*What the exercise asks:* Please state how many lines of the data below contain the string "outline", counting only matches with the same case. Reply with the number alone.

*Data section:*
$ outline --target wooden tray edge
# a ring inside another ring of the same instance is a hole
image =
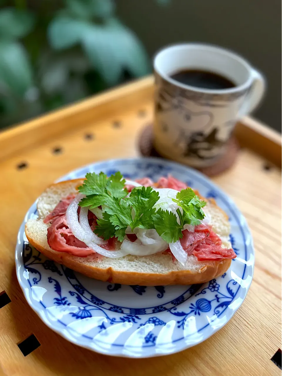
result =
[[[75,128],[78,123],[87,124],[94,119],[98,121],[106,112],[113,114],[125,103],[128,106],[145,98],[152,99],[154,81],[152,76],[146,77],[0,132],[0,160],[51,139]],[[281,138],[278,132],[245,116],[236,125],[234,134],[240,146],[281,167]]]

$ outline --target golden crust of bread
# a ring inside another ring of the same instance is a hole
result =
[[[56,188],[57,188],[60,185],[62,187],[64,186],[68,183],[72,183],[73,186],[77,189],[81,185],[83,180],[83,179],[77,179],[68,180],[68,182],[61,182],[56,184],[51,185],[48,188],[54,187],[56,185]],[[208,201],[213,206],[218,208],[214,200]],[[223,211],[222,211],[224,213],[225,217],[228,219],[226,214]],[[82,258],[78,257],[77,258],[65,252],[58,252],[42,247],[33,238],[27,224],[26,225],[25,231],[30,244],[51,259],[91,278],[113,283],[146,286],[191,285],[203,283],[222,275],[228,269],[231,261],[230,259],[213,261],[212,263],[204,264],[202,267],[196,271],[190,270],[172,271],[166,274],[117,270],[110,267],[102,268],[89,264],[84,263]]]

---

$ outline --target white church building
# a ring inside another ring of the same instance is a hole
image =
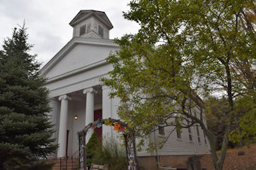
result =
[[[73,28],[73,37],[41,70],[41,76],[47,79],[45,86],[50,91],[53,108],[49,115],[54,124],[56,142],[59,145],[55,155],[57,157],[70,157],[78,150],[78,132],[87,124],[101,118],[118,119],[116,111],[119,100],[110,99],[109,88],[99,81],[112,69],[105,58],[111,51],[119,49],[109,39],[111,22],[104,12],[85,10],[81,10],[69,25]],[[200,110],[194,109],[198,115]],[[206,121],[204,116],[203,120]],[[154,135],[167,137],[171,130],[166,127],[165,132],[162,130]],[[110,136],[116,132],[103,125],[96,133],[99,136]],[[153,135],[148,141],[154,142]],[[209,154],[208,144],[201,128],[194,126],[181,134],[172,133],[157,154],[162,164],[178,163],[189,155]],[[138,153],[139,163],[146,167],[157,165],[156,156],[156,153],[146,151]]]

==

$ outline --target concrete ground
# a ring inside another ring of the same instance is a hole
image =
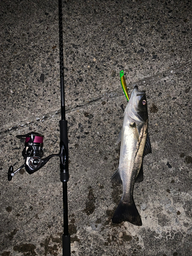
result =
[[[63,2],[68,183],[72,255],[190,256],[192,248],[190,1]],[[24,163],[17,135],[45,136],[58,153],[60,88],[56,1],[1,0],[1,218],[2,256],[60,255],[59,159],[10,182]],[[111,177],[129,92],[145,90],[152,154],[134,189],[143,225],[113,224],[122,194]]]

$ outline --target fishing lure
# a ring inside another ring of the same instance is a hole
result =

*Expected answer:* 5